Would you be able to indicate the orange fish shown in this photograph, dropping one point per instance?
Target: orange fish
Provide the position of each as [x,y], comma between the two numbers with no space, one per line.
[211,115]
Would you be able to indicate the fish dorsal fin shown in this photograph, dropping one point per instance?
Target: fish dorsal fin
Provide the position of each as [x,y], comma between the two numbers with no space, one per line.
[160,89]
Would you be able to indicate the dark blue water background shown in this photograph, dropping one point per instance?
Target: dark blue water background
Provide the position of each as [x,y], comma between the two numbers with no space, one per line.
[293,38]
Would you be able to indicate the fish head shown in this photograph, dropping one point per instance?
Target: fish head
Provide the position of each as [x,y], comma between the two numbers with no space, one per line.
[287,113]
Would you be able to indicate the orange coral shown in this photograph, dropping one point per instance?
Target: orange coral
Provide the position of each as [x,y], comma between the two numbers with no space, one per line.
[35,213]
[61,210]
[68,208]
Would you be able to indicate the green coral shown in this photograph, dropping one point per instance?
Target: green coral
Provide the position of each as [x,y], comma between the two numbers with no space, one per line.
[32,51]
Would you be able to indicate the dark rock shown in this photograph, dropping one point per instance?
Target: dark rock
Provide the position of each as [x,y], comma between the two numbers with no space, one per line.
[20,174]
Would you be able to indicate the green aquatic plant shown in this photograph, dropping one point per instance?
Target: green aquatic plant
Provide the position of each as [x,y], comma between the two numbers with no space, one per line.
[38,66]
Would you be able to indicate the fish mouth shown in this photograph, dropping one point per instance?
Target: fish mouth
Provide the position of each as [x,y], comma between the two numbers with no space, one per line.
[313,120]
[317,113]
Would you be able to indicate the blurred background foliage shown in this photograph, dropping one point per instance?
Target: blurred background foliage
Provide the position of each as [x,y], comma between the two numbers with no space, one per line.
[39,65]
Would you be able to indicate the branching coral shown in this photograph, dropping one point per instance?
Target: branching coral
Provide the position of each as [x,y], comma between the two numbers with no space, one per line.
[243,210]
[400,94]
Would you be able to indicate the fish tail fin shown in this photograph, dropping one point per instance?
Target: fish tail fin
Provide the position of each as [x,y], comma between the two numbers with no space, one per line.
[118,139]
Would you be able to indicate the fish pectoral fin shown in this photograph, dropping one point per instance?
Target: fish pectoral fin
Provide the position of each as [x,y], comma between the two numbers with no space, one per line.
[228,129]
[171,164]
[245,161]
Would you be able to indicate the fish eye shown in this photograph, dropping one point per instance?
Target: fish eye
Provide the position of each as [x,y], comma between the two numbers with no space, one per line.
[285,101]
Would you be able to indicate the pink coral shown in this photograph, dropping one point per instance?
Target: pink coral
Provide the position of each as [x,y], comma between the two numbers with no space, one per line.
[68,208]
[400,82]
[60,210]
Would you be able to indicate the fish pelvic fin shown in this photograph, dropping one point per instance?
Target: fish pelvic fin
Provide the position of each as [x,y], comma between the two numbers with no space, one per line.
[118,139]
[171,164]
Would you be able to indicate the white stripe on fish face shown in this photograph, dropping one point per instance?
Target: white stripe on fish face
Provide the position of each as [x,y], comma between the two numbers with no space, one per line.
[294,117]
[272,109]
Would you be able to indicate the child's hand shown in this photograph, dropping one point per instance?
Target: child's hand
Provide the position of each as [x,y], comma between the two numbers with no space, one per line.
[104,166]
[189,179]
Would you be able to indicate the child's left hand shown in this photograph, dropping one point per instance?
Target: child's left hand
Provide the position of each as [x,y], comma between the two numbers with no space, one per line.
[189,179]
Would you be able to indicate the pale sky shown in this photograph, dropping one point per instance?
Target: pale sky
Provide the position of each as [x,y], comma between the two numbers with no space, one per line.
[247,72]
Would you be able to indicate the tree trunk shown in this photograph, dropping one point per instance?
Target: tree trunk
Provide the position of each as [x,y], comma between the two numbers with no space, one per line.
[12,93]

Exercise
Print the entries exactly. Include every one.

Written answer
Would you be able to indicate the orange fish shown in this photograph, dropping one point per instance?
Target: orange fish
Provide the position of each as [x,y], comma between the two numbers with no space, one per line.
[211,115]
Would you be able to indicate the fish dorsal fin shown in this photograph, dropping one point per instance?
Target: fish dorsal fin
Provide the position of each as [x,y], comma between the two numbers with no space, one per line.
[160,89]
Would you be able to indicate the dark blue water background shown in this photograph, dropping one point per instance?
Target: dark blue water background
Provide the position of each as [x,y], comma between the two numbers with no space, one per line.
[293,38]
Would you be able to indicate the fish head shown in this photograph, dropping one point per instance?
Target: fish head
Provide the position of each as [x,y], comma between the two numbers with no space, one per line.
[287,113]
Would you be able to indicate the orange coral shown in this photograph, dropping one point per instance?
Target: orange coral
Provide the position of each as [x,y], comma between the two numbers with no space, one per line.
[35,213]
[61,210]
[68,208]
Would you be able to indicate the green coral shown in this photograph, dropping one point per instance?
Target: green coral
Provide the position of each as [x,y], comma between the two numbers with no space, one per line.
[32,51]
Would you be able to indicate the dark rock shown in this photograph, dropping one point per instance?
Target: dark rock
Provide the position of each as [x,y], comma between the two numbers with no space, one per line.
[20,174]
Would you be able to indicate the green aquatic plant shown in this photograph, dropping one point per instance?
Target: green aquatic plant
Provide the position of each as [x,y], comma between the two numbers with no space, one per line.
[38,66]
Would you be able to indicate the fish mouth shown in this photograph, dropping one point per instance?
Target: fish mouth
Provide the position of each as [x,y], comma between the two numbers with no space, one per line.
[313,120]
[317,113]
Would you be able to indicate the blurred background foliage shown in this photograph, dropping one point per instance?
Target: blurred background foliage
Provide the position of each as [x,y], comma between the two numbers with no space, one per line.
[39,65]
Would you be able to indicate the branching coral shown in this photograph, dropping one point per instance?
Target: branching coral
Provide the position of each as [x,y], comma between the two numbers with no space, one per line.
[243,210]
[400,94]
Would you be able to indicate the fish tail fin shown in this photograph, dropping one point per instance?
Target: fish tail fin
Provide the position of each as [x,y], comma between the two numbers with no space, one per line.
[118,139]
Would you be able to indicate the fish pectoral fin shown in this photograph, dropping one point per instance?
Target: fish pectoral fin
Provide the position of each as [x,y], comma between the two numbers with no space, one per line.
[228,129]
[171,164]
[245,161]
Would you be able to indicate the fish eye shown in this photograph, dropping one point per instance?
Target: fish eye
Provide the position of each as [x,y], comma between the two numbers with no space, one per line.
[285,101]
Would you be able to indicate the pink coral shown in this photograph, dropping one point per instance?
Target: pink coral
Provide the position of each as [x,y], comma between the two numbers with no space, one per line.
[68,208]
[400,82]
[60,210]
Would you be able to indicate the fish pelvic fin shown in this photograph, dropping one point per instance?
Target: fish pelvic fin
Provide the position of each as [x,y], comma between the two numbers with no space, one per line.
[118,139]
[171,164]
Would you be able to indicate the white stripe on fish face shown in this photograph, dropping one point per instance?
Target: white stripe on fish face
Provide the position of each as [x,y], comma between the two numbers with no space, one per line.
[294,117]
[272,109]
Would you be able to indicate the child's hand shown in this photograph, dropping one point per instance?
Target: child's hand
Provide the position of each as [x,y], comma between the two numbers with no space, one per line.
[104,166]
[189,179]
Would you be able to indicate the child's left hand shown in this photograph, dropping one point per instance?
Target: child's left hand
Provide the position of each as [x,y], comma between the two numbers with no space, one per line.
[189,179]
Would you be able to indicate the pale sky shown in this photograph, dropping one point per instance?
Target: pale sky
Provide the position of each as [x,y], comma between the two numbers with no space, one per line.
[247,72]
Would you be able to indicate the tree trunk shown in this photograph, dropping one point per instance?
Target: tree trunk
Provide the position of each as [x,y], comma between the two numbers with no space, one per line.
[12,93]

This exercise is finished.